## Instruction a
Write out the passage about outgrowing a favorite band word for word, in full.

## Quoted text
When I was 14, I discovered the band that I thought was going to be the love of my life forever. Every album release was a precious treasure, a divine sign from God that spoke directly to whatever internal teenage or early 20s crisis I was having at the moment. I had a signed t-shirt that I wore when I needed to feel confident, the cds were always in my car, and I’d seen him live almost 10 times. This band was my life.
In 2015, after four years of radio silence, this band released a new album. For the first time ever... it didn’t resonate with me. And I felt bad about it. It felt like a surprising sign of growing up, like I'd betrayed an important part of myself, or an old friend. But upon closer examination, this made perfect sense. A lot had happened since the last time we’d seen each other--I’d graduated college, held my first adult job, and moved across the world. His style had changed, and mine had changed too. It was sad, but it wasn't the end of the world.

## Source records
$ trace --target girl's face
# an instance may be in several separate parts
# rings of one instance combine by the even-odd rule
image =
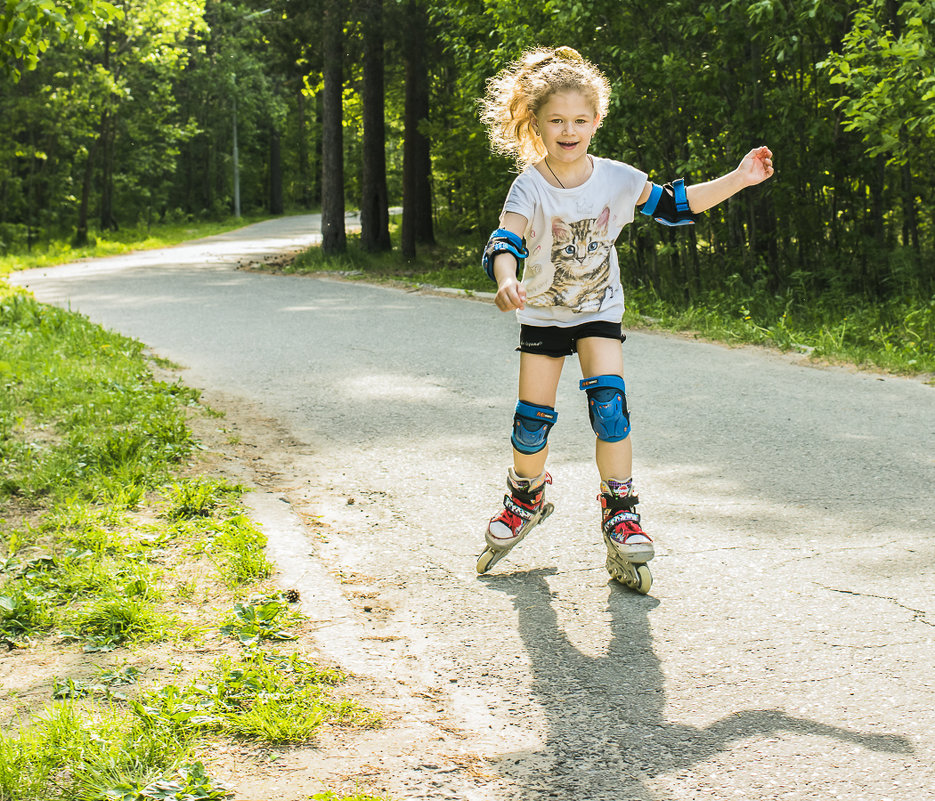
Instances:
[[[554,92],[536,114],[542,144],[555,161],[573,162],[587,155],[600,115],[581,92]]]

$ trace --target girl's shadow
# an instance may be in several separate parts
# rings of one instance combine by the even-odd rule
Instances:
[[[648,621],[659,602],[609,582],[611,642],[605,656],[588,656],[559,628],[546,581],[555,572],[483,579],[489,589],[508,594],[519,613],[519,632],[531,661],[532,700],[548,725],[544,753],[536,755],[537,762],[546,758],[548,771],[530,771],[521,755],[503,755],[504,775],[525,780],[523,798],[655,798],[646,779],[690,768],[735,741],[778,732],[822,735],[875,751],[912,751],[904,737],[861,734],[780,710],[738,710],[706,728],[667,721],[663,675]],[[794,773],[795,766],[789,770]]]

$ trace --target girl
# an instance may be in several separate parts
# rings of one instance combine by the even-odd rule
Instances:
[[[497,308],[516,310],[520,366],[508,494],[487,527],[477,570],[489,570],[552,511],[544,503],[552,482],[545,471],[548,435],[558,417],[562,365],[577,353],[597,437],[607,567],[614,578],[648,592],[646,562],[654,551],[635,511],[614,242],[635,209],[666,225],[692,224],[694,215],[769,178],[772,153],[755,148],[736,170],[707,183],[658,186],[628,164],[588,153],[609,96],[604,75],[577,51],[560,47],[527,51],[488,83],[482,101],[494,150],[514,157],[522,170],[483,259],[497,282]]]

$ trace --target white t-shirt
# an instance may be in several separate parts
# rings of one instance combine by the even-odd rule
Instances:
[[[591,157],[594,169],[581,186],[552,186],[527,167],[510,187],[504,211],[527,222],[529,258],[523,270],[527,325],[580,325],[623,317],[623,288],[614,242],[633,221],[646,173],[619,161]]]

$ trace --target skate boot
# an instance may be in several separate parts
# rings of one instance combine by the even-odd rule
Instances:
[[[487,524],[487,546],[477,559],[477,572],[486,573],[533,528],[552,514],[553,506],[545,503],[545,485],[552,476],[543,473],[538,478],[520,478],[510,468],[503,496],[503,510]]]
[[[639,498],[632,481],[601,482],[601,529],[607,546],[607,572],[621,584],[643,593],[649,592],[653,577],[646,563],[655,556],[653,541],[640,528],[640,516],[634,511]]]

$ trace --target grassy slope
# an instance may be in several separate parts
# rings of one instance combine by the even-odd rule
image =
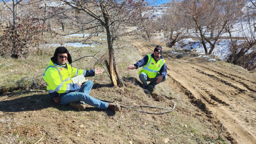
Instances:
[[[100,42],[102,44],[91,50],[93,54],[102,48],[97,55],[103,61],[108,56],[106,41]],[[1,89],[19,85],[25,88],[0,95],[0,143],[34,143],[41,138],[40,142],[49,144],[220,142],[215,138],[217,133],[213,124],[186,97],[172,90],[171,86],[163,83],[157,88],[173,97],[171,100],[157,94],[145,94],[138,81],[138,70],[131,71],[126,68],[127,65],[135,63],[142,56],[138,55],[137,50],[127,48],[132,47],[129,44],[122,44],[127,47],[117,50],[117,57],[125,87],[113,87],[105,73],[89,78],[95,83],[90,95],[122,104],[170,107],[175,102],[176,108],[174,111],[154,115],[123,108],[115,113],[87,105],[84,111],[80,112],[69,105],[54,104],[45,90],[30,89],[33,87],[31,79],[43,74],[56,48],[48,48],[43,55],[31,55],[26,59],[0,58]],[[91,55],[88,47],[69,49],[73,60]],[[102,68],[95,59],[91,57],[74,63],[72,66],[85,69]],[[39,86],[43,86],[42,76],[37,77],[35,80]],[[155,113],[165,111],[130,107]]]

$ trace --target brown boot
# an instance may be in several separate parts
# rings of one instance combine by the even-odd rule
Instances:
[[[121,110],[121,107],[117,103],[108,103],[108,109],[112,109],[114,111],[118,111]]]
[[[69,104],[69,105],[72,107],[74,107],[76,109],[80,110],[80,111],[83,111],[86,107],[85,105],[83,104],[83,103],[81,101],[75,102],[74,103],[70,103]]]

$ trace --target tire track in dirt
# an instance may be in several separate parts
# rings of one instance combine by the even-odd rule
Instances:
[[[145,41],[139,40],[133,43],[139,48],[143,56],[154,51],[155,46]],[[240,72],[230,72],[232,70],[226,69],[224,66],[206,60],[173,59],[173,54],[165,52],[163,56],[168,67],[170,85],[176,83],[175,88],[184,92],[206,115],[209,111],[217,113],[218,118],[237,143],[256,143],[256,84],[254,78]]]

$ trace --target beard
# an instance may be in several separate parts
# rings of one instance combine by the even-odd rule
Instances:
[[[158,57],[158,56],[154,55],[154,57],[155,57],[155,59],[156,60],[158,60],[158,59],[159,59],[159,57]]]

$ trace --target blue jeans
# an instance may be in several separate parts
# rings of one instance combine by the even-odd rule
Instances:
[[[156,78],[158,76],[160,76],[160,74],[156,74],[156,76],[154,78],[149,78],[148,75],[146,74],[145,72],[141,72],[139,75],[139,79],[141,80],[141,81],[142,82],[143,85],[147,86],[148,83],[147,83],[147,81],[150,81],[150,83],[153,85],[154,87],[156,85],[159,84],[159,83],[156,83],[156,80],[158,79],[158,78]],[[161,81],[161,83],[165,81],[166,80],[166,77],[164,78],[163,78],[163,79]]]
[[[89,95],[93,87],[93,82],[89,80],[86,81],[79,90],[74,92],[67,93],[60,96],[60,105],[66,105],[69,103],[82,101],[95,107],[106,109],[108,103],[96,99]]]

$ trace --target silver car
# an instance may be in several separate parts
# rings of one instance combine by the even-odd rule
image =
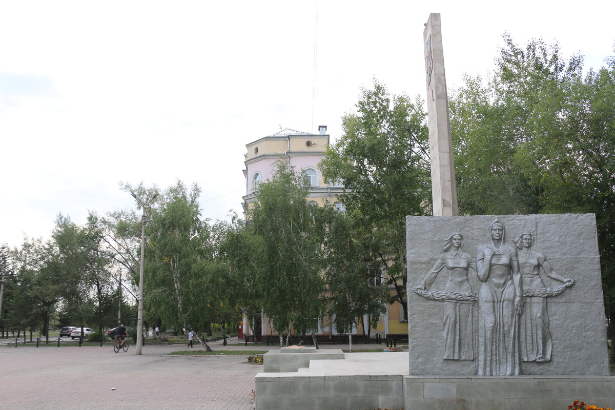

## Instruction b
Give again, without any change, the lines of the listing starting with the line containing "trace --target beard" and going on through the end of the listing, leaving out the pictures.

## Exercise result a
When I was 14, I discovered the band that I thought was going to be the love of my life forever. Every album release was a precious treasure, a divine sign from God that spoke directly to whatever internal teenage or early 20s crisis I was having at the moment. I had a signed t-shirt that I wore when I needed to feel confident, the cds were always in my car, and I’d seen him live almost 10 times. This band was my life.
In 2015, after four years of radio silence, this band released a new album. For the first time ever... it didn’t resonate with me. And I felt bad about it. It felt like a surprising sign of growing up, like I'd betrayed an important part of myself, or an old friend. But upon closer examination, this made perfect sense. A lot had happened since the last time we’d seen each other--I’d graduated college, held my first adult job, and moved across the world. His style had changed, and mine had changed too. It was sad, but it wasn't the end of the world.

## Exercise result b
$ trace --target beard
# an instance may be in several separate parts
# rings of one instance combine by the even-odd rule
Instances:
[[[158,57],[158,56],[154,55],[154,57],[155,57],[155,59],[156,60],[158,60],[158,59],[159,59],[159,57]]]

$ trace --target blue jeans
# an instance may be in several separate parts
# rings of one instance combine by the even-odd rule
Instances:
[[[156,78],[158,76],[160,76],[160,74],[156,74],[156,76],[154,78],[149,78],[148,75],[146,74],[145,72],[141,72],[139,75],[139,79],[141,80],[141,81],[142,82],[143,85],[147,86],[148,83],[147,83],[147,81],[150,81],[150,83],[153,85],[154,87],[156,85],[159,84],[159,83],[156,83],[156,80],[158,79],[158,78]],[[161,81],[161,83],[165,81],[166,80],[166,77],[164,78],[163,78],[163,79]]]
[[[89,95],[93,87],[93,82],[89,80],[86,81],[79,90],[74,92],[67,93],[60,96],[60,105],[66,105],[69,103],[82,101],[95,107],[106,109],[108,103],[96,99]]]

$ trace --target silver car
# an instance may be in several separate parts
# rings of one instance combine by the even-odd rule
image =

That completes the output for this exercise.